Source excerpt:
────────────────────
# Jujitsu or Aikido or Even Tomiki Aikido



## WaterCircleHarmony (May 19, 2002)

Hey guys i was wondering if i can have a concensus of opinion.

I'm at Uni and want to take up another MA.
I have a Hapkido background and am currently ITF too.

Note: no Hapkido in area. (or i'd be doing it!)

Which MA do you guys recommend of the above?

the Aikido class is VERY gentle and seems to be run by a few very peacey type individuals this might drive me a bit nuts (no offence intended).

Jujitsu seems to be run by more down to earth people (again, NO OFFENCE to the Aikidoka).

And i haven't seen the Tomiki class yet.

Thanks


----------



## Eraser (May 19, 2002)

Watercircleharmony,


I had taken Aikido for two years prior to Hapkido.... I see alot of similar movements and some theories in both...  Yes aikido is a peaceful art of sorts...  avoiding conflicks rather than starting.. But it is still a very physical demanding art.. the breakfalls that are practised can be very hard on your back.  ( i was forced to stop aikido because i hurt my back at work.. and found it too painful after my recovery to resume the practise)  there are lots of joint locks and pins that can hurt at times.. but hey.. pain is part of the process right??? There are also some amazing weapon techniques as well. I do miss some aspects of Aikido. .but they are slowly being replaced by the art I practise now...     

I would suggest giving both a try and just seeing which may compliment your current martial art practises..


----------



## Mao (May 20, 2002)

giving them both a try would be a good idea. I have a long and varied background. I see the usefulnes of both "harder" and "softer" styles. It needs to be said, though, that even though aikido looks gentle, it is in the hands of the person using it that the gentleness or not comes out. It also depends on the situation. After about 12 years of it now, it can be very scary when applied in a real time situation. It is one of those styles that takes a while to get really adept at.  I have found that one af the big differences twixt the two styles that you mentioned is philosophical. "Jutsu" pertains more to actual combat and no peaceful resolution, "Do" pertains more to the cultivation of peaceful resolution. The potential is there in both styles to do much harm. Again, it's in the hands of the person using it.
────────────────────
Available data:
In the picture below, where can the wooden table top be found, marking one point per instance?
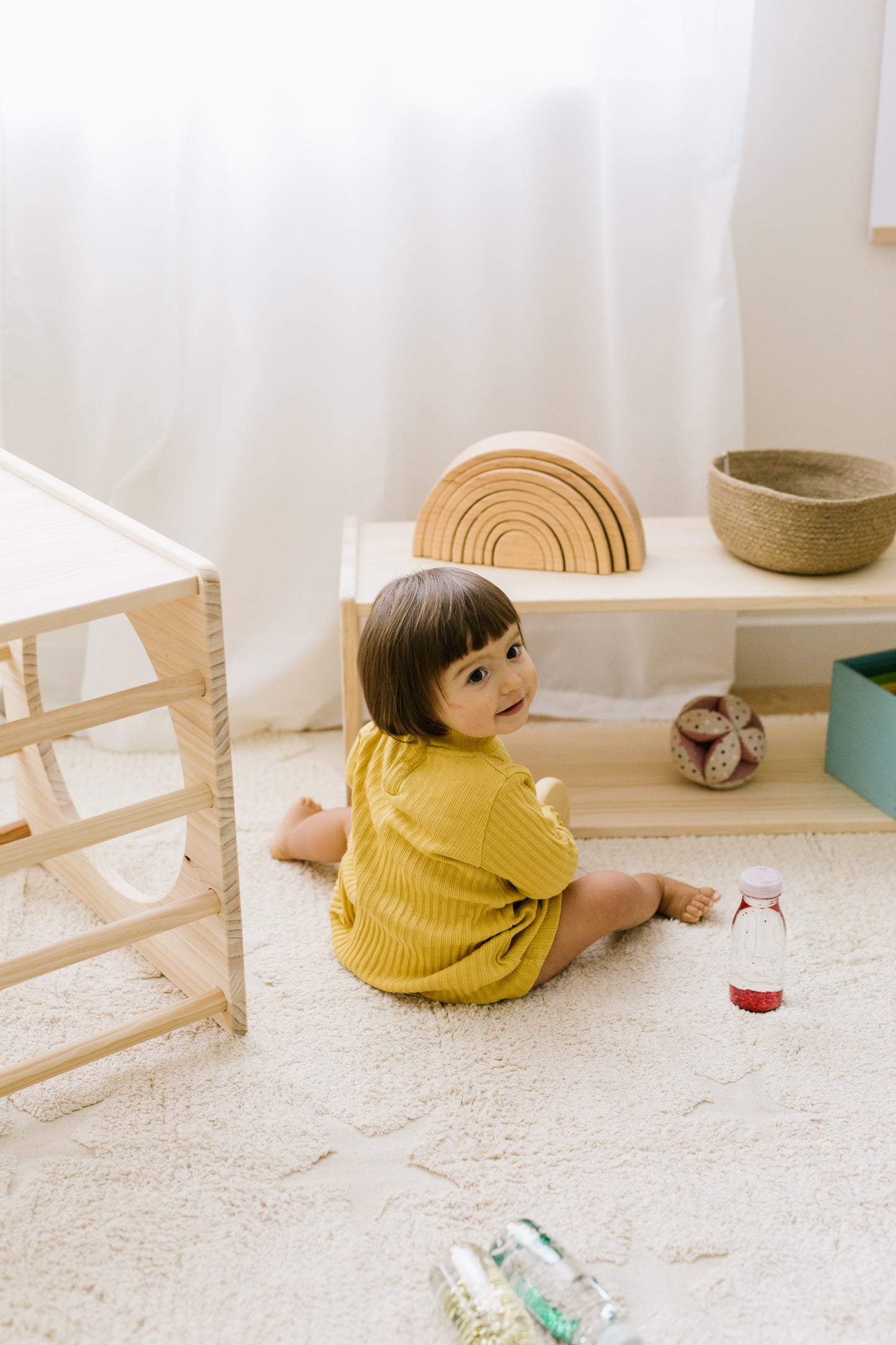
────────────────────
Tasks for this exercise:
(1) From the forum thread on Jujitsu and Aikido, copy out verbatim the passage that begins at the words "# Jujitsu or" and ends after the words "be doing it!)".
(2) According to the forum thread on Jujitsu and Aikido, why did Eraser stop practicing Aikido?

Expected results:
(1)
# Jujitsu or Aikido or Even Tomiki Aikido



## WaterCircleHarmony (May 19, 2002)

Hey guys i was wondering if i can have a concensus of opinion.

I'm at Uni and want to take up another MA.
I have a Hapkido background and am currently ITF too.

Note: no Hapkido in area. (or i'd be doing it!)

(2) Eraser hurt their back at work and found Aikido too painful to resume after recovering.